Stated problem
Transcribe the data that follows precisely, omitting nothing.
-- BEGIN --
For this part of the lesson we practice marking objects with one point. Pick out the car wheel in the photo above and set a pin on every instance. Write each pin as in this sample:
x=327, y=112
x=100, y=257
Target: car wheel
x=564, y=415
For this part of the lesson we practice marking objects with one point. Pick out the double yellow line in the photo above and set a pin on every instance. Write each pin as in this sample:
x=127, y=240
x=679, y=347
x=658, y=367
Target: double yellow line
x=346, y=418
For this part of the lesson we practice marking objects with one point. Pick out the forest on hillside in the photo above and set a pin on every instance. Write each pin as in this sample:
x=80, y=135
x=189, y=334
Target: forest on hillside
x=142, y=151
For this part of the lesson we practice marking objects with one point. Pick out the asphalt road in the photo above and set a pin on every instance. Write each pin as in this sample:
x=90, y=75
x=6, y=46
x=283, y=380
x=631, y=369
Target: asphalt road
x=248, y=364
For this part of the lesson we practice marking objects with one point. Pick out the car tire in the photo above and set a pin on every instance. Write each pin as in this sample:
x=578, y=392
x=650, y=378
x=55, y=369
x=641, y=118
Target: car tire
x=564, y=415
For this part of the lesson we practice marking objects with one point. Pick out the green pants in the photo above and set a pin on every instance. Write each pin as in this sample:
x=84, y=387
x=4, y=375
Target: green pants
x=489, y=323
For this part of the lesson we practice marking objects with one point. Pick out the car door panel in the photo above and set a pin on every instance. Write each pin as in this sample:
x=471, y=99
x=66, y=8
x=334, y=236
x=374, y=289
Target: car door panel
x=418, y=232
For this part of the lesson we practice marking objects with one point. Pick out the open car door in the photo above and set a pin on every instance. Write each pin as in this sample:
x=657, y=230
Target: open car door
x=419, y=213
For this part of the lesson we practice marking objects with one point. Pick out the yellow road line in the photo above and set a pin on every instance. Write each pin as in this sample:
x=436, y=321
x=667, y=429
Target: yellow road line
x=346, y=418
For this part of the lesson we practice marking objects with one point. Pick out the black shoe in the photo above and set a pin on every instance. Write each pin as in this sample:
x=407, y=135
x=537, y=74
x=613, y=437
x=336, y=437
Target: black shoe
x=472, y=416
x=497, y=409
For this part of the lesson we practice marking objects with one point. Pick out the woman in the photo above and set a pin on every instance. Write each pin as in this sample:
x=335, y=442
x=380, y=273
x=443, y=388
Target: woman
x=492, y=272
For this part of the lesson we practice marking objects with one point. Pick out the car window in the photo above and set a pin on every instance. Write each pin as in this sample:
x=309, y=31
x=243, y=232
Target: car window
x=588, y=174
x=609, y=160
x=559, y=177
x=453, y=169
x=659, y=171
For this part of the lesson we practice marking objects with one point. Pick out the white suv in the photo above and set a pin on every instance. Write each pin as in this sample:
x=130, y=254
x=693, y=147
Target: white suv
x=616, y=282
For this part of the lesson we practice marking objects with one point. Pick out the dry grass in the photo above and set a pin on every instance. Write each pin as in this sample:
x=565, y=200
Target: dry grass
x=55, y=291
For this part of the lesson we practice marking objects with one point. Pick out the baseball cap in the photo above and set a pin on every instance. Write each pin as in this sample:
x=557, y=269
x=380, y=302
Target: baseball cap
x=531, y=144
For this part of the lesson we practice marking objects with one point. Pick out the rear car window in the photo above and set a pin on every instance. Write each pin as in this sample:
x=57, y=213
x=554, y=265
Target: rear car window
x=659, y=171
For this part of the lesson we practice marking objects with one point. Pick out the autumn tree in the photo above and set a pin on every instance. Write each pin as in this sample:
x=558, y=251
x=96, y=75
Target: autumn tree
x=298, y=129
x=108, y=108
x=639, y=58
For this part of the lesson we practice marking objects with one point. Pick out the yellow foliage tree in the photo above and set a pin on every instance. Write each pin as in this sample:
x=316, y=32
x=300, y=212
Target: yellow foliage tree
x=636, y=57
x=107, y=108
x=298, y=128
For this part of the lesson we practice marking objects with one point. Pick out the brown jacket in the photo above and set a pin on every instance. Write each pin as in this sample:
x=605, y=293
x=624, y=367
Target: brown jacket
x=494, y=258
-- END --
Written reply
For this part of the lesson we practice marking objects with one point. Pick out the car wheel in the photo above and set a pin on every instance. Write each pin as in this sample:
x=327, y=112
x=100, y=257
Target: car wheel
x=564, y=415
For this part of the lesson we practice marking objects with one point. Pick out the double yellow line in the photo above and set a pin on every instance. Write each pin as in this sample:
x=127, y=240
x=679, y=347
x=658, y=367
Target: double yellow line
x=346, y=418
For this part of the lesson we practice marking objects with one point. Pick out the forest on hillside in the photo above and set a pin on every instance. Write each pin as in this sample:
x=80, y=135
x=189, y=334
Target: forest on hillside
x=142, y=151
For this part of the lesson we practice marking objects with one point. Pick out the asphalt road in the photo above and set a pin on every instance. Write each pin as in this sample:
x=90, y=75
x=6, y=46
x=283, y=380
x=631, y=369
Target: asphalt road
x=248, y=364
For this part of the lesson we practice marking objects with one point. Pick out the car tire in the photo above and set a pin on every instance. Write each pin as in this sample:
x=578, y=392
x=650, y=378
x=55, y=369
x=641, y=118
Target: car tire
x=564, y=415
For this part of the lesson we practice marking objects with one point. Pick out the green pants in the photo above and set a pin on every instance. Write each pin as in this sample:
x=84, y=387
x=4, y=375
Target: green pants
x=489, y=323
For this part of the lesson we practice marking objects with one point. Pick out the car door panel in the photo above and set a pin on every instance. Write each pin as in this sample:
x=471, y=99
x=66, y=8
x=334, y=236
x=374, y=289
Target: car door panel
x=418, y=232
For this part of the lesson we practice marking objects with one point. Pick out the open car door in the photo above and set a pin on every instance. Write each pin as in this sample:
x=657, y=230
Target: open car door
x=419, y=213
For this part of the lesson we practice marking objects with one point. Pick out the yellow road line in the photo above and set a pin on every instance. Write each pin as in this sample:
x=436, y=321
x=667, y=429
Target: yellow road line
x=346, y=418
For this part of the lesson we practice marking objects with one point. Pick out the black shoe in the photo above and set a pin on every instance. Write each pin as in this sample:
x=407, y=135
x=537, y=74
x=613, y=437
x=336, y=437
Target: black shoe
x=472, y=416
x=497, y=409
For this part of the lesson we practice marking objects with one point. Pick out the woman in the photo above and set a pin on every instance. Write each pin as in this sample:
x=335, y=442
x=380, y=273
x=443, y=388
Target: woman
x=492, y=272
For this part of the lesson we practice marking objects with one point. Pick out the car window in the photo above and set a pin on every instance. Write each pin as in this sample:
x=309, y=31
x=243, y=232
Target: car window
x=588, y=174
x=609, y=160
x=559, y=177
x=453, y=169
x=659, y=171
For this part of the lesson we practice marking objects with one point. Pick out the white suv in the photo above and set a pin on every instance. Write each pin as in this sample:
x=130, y=254
x=693, y=147
Target: white suv
x=616, y=282
For this part of the lesson we practice marking objects with one point. Pick out the dry grass in the photo above and set a pin on every instance. Write each pin as in this sample:
x=565, y=200
Target: dry grass
x=55, y=291
For this part of the lesson we practice marking objects with one point. Pick out the baseball cap in the photo above and set a pin on every instance. Write each pin as in this sample:
x=557, y=269
x=380, y=302
Target: baseball cap
x=531, y=144
For this part of the lesson we practice marking objects with one point. Pick out the rear car window in the photo above and set a pin on every instance. Write each pin as in this sample:
x=57, y=213
x=554, y=265
Target: rear car window
x=659, y=171
For this part of the lesson we practice marking objects with one point. Pick out the autumn tree in the photo above and set a pin on every instance. Write each pin as in this sample:
x=558, y=251
x=96, y=75
Target: autumn tree
x=298, y=129
x=108, y=108
x=639, y=58
For this part of the lesson we practice marking objects with one point. Pick out the yellow foliage tree in the photo above and set a pin on every instance. Write each pin as in this sample:
x=316, y=32
x=300, y=212
Target: yellow foliage tree
x=636, y=57
x=107, y=108
x=298, y=128
For this part of the lesson we practice marking objects with one point. Pick out the brown jacket in the photo above and set a pin on every instance. Write each pin as in this sample:
x=605, y=293
x=624, y=367
Target: brown jacket
x=494, y=258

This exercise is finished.